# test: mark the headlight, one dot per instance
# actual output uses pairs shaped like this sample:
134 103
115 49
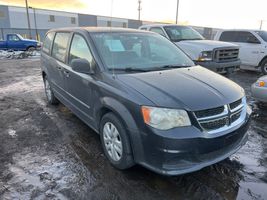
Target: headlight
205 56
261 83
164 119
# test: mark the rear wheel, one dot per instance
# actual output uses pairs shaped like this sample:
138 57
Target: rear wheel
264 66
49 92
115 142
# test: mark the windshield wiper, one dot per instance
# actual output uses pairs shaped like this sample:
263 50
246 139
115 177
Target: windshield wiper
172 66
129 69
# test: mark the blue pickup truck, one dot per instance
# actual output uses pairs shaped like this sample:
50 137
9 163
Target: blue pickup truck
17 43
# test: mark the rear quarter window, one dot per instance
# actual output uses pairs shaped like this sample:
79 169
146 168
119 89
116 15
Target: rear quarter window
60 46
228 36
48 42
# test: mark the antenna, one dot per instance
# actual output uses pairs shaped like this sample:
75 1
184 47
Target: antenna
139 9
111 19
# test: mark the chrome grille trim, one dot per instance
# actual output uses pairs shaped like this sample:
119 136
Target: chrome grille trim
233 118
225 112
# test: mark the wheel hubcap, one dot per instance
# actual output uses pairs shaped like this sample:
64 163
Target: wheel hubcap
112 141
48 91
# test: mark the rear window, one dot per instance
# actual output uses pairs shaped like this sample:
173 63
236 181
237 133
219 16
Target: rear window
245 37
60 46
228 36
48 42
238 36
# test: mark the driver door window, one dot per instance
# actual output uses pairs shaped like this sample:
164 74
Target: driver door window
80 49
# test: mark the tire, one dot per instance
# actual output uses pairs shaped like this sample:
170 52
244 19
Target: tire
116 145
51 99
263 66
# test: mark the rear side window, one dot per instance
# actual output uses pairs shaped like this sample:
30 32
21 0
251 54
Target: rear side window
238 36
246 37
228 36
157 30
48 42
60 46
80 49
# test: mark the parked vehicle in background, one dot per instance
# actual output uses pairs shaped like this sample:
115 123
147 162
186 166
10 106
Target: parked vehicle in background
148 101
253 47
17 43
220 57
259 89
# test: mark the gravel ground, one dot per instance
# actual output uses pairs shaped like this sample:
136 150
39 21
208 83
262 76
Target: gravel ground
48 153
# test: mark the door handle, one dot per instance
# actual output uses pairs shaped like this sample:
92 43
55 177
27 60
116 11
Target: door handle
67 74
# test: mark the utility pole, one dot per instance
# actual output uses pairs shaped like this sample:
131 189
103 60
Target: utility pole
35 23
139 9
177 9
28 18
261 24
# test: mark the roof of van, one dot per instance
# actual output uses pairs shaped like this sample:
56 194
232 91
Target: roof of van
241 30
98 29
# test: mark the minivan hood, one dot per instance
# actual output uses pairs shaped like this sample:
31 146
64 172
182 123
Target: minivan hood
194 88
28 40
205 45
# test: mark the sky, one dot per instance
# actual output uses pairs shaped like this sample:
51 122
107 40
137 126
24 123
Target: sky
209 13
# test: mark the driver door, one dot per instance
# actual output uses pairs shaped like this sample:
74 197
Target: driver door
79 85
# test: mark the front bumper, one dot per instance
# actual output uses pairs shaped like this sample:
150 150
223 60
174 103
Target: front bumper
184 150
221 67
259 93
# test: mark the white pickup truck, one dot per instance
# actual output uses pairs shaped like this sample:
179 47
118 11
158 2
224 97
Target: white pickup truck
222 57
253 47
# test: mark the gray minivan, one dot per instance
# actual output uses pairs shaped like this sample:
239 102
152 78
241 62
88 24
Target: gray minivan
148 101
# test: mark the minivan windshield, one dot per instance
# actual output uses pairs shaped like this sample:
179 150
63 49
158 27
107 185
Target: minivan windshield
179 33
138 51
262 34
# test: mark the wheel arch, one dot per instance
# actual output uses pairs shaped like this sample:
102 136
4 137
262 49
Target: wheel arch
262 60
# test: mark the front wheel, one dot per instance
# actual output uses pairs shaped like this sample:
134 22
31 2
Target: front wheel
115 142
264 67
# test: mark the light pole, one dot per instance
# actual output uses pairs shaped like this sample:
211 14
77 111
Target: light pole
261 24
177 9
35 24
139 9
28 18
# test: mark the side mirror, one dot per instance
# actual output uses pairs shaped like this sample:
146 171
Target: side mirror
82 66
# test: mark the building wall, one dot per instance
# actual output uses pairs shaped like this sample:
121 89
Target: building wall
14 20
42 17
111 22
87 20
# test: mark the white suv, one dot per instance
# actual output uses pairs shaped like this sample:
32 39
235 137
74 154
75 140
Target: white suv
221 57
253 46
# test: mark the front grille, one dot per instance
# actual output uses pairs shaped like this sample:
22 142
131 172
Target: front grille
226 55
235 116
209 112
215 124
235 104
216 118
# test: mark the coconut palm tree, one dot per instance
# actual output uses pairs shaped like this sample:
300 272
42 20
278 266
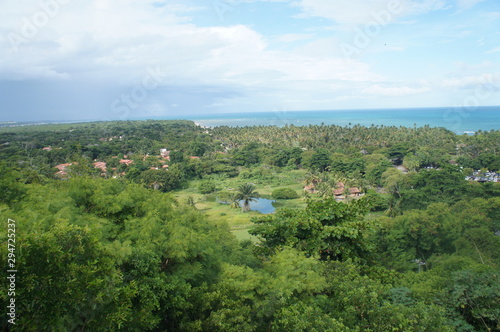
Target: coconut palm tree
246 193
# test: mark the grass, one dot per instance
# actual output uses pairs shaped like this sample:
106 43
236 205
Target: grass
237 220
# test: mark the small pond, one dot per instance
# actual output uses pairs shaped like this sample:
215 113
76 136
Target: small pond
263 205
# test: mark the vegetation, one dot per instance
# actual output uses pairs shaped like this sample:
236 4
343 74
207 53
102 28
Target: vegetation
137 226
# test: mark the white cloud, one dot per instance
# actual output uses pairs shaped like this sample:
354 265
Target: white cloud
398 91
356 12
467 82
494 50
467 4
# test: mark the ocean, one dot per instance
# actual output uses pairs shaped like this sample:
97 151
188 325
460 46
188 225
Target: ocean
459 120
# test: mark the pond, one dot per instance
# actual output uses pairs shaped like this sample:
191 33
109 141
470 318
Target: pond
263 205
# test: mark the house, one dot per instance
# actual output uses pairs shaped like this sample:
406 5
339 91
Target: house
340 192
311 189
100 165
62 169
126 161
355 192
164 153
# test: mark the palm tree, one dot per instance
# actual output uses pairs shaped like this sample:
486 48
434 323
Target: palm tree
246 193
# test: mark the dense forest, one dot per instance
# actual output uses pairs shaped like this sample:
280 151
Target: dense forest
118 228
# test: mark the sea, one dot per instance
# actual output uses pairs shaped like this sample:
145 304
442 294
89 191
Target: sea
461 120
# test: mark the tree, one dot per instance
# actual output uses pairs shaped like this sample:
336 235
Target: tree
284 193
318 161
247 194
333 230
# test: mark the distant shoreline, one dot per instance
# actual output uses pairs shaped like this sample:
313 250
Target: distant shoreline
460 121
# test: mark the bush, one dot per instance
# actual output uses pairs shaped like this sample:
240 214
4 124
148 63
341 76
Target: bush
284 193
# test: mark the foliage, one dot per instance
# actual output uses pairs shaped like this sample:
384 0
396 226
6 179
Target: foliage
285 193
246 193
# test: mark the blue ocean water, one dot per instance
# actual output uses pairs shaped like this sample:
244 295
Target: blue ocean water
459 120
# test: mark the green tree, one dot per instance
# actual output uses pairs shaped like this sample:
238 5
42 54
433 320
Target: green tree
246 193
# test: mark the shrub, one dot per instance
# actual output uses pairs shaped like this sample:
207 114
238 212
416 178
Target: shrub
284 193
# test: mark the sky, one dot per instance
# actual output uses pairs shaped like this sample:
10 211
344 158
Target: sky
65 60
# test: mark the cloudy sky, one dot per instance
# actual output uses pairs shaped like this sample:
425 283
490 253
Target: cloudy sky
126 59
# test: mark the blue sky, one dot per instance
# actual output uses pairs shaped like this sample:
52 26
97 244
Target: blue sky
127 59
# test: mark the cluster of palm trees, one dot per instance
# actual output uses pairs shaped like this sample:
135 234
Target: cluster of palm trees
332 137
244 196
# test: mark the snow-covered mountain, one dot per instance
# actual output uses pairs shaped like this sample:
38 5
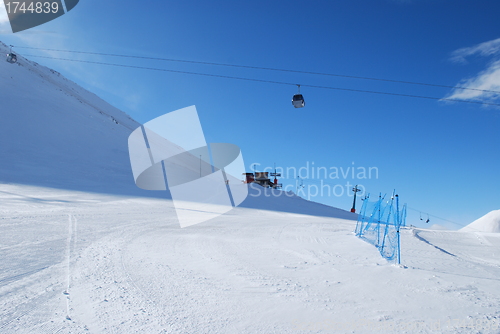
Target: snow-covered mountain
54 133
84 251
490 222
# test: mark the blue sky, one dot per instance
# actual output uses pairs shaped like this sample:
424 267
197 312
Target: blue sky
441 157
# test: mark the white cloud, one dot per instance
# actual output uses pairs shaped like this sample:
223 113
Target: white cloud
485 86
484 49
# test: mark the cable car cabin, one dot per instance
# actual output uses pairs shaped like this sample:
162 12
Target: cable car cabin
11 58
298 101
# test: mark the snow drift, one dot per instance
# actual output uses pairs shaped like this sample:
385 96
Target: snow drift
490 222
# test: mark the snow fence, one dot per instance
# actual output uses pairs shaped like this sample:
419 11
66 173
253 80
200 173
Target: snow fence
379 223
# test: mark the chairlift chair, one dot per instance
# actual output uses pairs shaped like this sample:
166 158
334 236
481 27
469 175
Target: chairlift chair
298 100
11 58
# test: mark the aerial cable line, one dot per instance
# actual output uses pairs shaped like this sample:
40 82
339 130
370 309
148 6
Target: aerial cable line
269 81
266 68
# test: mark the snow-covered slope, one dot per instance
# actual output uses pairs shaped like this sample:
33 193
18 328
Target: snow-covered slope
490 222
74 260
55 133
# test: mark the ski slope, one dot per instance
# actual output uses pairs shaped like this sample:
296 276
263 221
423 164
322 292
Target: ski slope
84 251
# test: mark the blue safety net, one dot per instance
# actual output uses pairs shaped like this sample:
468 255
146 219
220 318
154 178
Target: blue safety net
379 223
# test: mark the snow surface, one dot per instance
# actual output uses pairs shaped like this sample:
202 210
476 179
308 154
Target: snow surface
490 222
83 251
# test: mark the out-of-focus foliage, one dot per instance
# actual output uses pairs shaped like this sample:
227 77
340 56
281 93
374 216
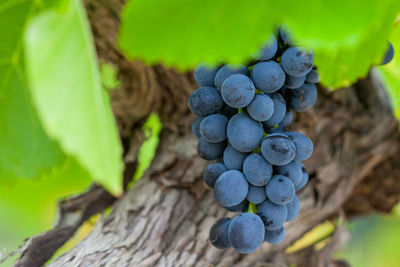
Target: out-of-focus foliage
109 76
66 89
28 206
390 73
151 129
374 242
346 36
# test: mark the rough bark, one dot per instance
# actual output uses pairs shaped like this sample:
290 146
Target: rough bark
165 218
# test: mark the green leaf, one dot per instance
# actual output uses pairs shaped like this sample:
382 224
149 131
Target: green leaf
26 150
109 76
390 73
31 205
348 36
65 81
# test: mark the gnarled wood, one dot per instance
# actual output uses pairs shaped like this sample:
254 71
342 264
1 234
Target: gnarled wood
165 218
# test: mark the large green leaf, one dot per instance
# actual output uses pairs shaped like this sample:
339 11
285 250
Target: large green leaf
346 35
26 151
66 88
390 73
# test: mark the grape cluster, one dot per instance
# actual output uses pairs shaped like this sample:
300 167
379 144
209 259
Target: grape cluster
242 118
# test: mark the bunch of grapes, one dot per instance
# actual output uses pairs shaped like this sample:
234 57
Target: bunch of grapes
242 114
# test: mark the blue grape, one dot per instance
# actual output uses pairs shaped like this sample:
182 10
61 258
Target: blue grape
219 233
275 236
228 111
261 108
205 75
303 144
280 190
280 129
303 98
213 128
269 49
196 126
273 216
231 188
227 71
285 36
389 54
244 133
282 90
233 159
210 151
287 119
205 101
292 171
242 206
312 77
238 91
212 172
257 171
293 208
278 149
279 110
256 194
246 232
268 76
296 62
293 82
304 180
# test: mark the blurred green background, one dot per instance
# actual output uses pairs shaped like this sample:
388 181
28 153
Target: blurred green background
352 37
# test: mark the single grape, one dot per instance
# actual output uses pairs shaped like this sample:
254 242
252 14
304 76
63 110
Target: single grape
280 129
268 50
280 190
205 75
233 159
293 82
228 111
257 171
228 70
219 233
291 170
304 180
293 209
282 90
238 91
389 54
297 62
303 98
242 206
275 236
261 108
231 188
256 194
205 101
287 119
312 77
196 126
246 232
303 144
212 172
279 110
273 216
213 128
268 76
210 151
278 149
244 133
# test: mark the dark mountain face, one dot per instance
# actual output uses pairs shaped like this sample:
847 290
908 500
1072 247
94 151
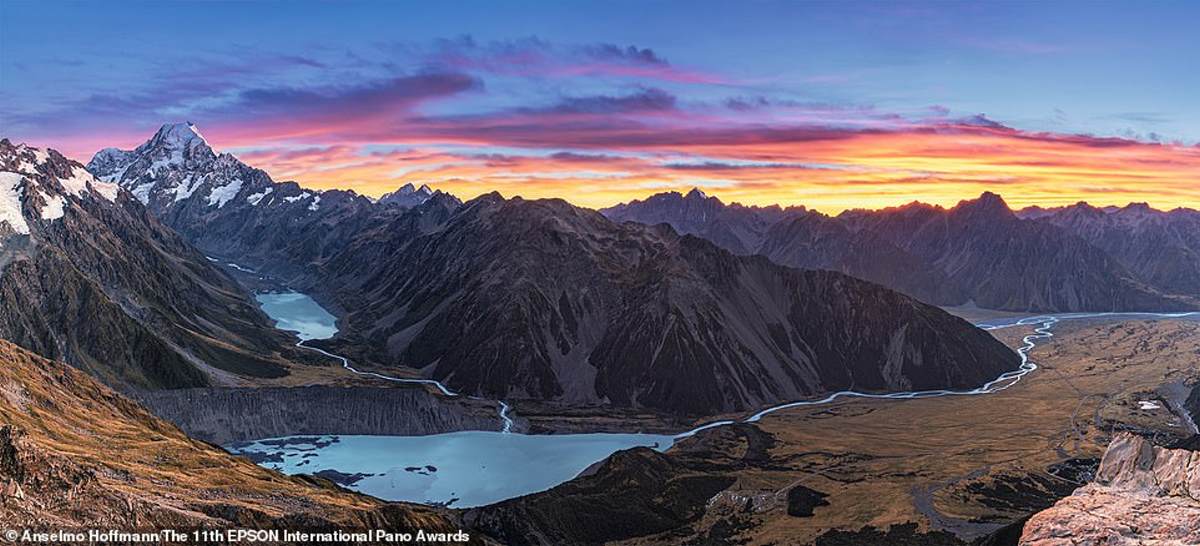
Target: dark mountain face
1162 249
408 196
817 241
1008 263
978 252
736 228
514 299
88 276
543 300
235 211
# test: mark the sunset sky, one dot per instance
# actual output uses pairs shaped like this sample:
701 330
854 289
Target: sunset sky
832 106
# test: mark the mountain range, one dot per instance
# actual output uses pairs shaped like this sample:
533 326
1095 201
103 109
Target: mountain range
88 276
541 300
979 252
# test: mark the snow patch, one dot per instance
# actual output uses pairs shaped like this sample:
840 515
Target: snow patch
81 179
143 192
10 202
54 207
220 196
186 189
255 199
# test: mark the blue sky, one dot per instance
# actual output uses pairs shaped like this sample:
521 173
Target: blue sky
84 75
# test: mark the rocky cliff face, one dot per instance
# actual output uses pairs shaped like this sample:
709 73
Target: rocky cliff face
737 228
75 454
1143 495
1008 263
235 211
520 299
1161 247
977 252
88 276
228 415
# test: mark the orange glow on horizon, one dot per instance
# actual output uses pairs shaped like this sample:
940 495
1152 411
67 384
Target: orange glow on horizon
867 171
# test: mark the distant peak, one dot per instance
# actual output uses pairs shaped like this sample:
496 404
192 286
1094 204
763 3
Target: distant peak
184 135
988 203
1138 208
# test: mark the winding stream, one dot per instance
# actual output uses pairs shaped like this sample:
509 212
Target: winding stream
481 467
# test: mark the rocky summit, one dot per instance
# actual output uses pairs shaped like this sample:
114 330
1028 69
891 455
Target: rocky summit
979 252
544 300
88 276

**TASK REQUIREMENTS:**
Set down, from the entries above, exactly the lines from the one with "Target: antenna" up to and including the one with "# test: mark the rear side", and no other lines.

**REPLY TO THE EXERCISE:**
Target: antenna
139 9
111 19
# test: mark the chrome grille trim, one dot per instance
# actual output uses pairs shaped like this sample:
119 136
Target: chrome grille trim
233 118
225 112
# test: mark the wheel hubcap, one dot per instance
# actual output uses pairs shaped like this sample:
64 163
Target: wheel hubcap
112 141
48 91
# test: mark the rear window, one dot per instance
# actual output uses pairs shaped like this sample:
173 63
236 181
237 133
219 16
Target: rear window
245 37
60 46
228 36
48 42
238 36
# test: mark the driver door window, one dot per instance
# actual output uses pairs shaped like this sample:
164 74
Target: driver door window
80 49
# test: mark the tire, one dot per instance
# actual output uses pairs shaped like this sample:
170 52
244 19
Target: tire
116 145
51 99
263 66
# test: mark the rear side window, one dot per instance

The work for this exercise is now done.